● **Task prompt**
Gather every line in the records below that contains the word "black". Case counts.

::::::::::

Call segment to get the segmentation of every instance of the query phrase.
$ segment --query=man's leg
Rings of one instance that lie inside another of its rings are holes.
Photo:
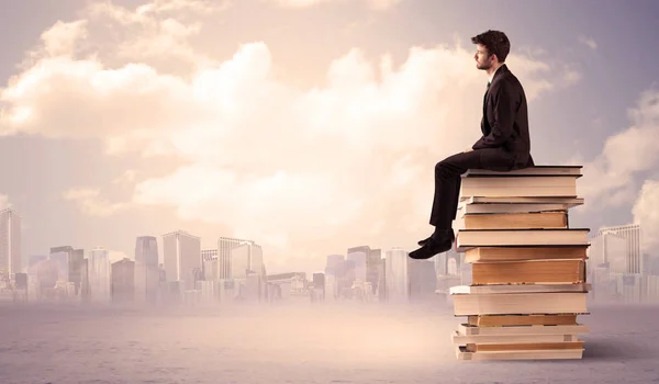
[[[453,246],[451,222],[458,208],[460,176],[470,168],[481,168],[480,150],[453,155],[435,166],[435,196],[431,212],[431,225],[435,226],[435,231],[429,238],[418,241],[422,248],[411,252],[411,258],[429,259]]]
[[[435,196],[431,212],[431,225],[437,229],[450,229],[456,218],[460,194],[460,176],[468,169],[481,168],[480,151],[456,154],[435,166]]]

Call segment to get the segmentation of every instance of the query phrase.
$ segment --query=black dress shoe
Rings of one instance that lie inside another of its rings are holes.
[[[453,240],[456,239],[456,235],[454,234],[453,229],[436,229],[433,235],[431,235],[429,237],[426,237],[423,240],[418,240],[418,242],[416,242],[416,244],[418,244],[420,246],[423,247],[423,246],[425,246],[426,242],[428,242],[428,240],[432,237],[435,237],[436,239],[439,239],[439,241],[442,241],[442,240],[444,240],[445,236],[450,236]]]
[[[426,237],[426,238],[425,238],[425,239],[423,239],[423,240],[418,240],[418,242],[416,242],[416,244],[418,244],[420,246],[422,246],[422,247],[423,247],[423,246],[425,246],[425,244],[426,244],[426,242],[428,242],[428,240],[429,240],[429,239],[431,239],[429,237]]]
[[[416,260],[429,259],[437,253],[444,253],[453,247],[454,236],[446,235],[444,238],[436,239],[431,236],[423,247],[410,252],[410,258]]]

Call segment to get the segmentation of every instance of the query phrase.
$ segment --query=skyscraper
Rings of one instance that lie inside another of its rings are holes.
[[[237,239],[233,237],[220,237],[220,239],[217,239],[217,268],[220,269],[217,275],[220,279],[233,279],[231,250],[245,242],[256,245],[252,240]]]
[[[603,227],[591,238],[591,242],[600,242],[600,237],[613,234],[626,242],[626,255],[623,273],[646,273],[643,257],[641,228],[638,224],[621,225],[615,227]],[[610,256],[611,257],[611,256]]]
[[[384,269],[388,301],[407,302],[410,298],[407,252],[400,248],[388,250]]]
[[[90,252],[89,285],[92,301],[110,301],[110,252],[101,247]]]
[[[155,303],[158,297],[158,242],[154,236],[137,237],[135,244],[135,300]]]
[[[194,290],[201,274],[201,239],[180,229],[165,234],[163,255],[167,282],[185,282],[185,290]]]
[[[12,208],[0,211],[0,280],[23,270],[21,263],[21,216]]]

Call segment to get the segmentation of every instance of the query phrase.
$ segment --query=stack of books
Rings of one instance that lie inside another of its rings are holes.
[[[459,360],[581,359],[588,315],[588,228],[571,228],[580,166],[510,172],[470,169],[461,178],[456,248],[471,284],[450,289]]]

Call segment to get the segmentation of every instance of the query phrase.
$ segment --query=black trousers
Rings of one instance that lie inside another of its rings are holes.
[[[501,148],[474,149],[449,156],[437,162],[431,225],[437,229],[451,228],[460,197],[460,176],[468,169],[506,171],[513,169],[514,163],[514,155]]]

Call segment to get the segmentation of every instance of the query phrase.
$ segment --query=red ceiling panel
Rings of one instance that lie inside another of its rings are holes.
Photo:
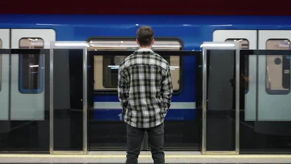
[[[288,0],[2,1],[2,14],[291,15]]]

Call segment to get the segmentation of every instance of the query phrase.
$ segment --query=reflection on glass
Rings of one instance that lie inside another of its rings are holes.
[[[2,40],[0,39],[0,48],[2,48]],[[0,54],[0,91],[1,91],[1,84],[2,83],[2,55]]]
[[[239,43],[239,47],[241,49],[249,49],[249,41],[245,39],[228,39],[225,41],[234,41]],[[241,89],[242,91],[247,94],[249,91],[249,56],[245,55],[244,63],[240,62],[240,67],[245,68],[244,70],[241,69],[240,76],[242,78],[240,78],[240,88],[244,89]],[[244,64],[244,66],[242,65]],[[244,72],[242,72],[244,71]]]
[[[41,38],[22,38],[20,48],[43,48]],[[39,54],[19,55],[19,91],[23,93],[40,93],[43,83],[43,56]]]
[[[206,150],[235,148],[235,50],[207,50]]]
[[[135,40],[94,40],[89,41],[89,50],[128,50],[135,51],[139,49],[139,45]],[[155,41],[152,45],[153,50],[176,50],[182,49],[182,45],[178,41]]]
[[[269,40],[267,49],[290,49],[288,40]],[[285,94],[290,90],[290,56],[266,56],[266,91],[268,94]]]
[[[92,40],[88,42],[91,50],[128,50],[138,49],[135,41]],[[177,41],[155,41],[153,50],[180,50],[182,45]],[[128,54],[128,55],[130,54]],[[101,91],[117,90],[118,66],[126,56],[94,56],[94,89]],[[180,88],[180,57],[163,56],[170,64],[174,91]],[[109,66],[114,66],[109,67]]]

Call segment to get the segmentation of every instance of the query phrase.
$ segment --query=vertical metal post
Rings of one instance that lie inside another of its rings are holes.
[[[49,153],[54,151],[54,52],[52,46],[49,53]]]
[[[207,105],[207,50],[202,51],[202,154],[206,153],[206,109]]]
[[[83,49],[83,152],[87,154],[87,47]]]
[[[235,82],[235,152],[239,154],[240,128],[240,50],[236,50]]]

::::::::::

● **Task answer**
$ segment --query=black dress shoe
$ segment --query=black trousers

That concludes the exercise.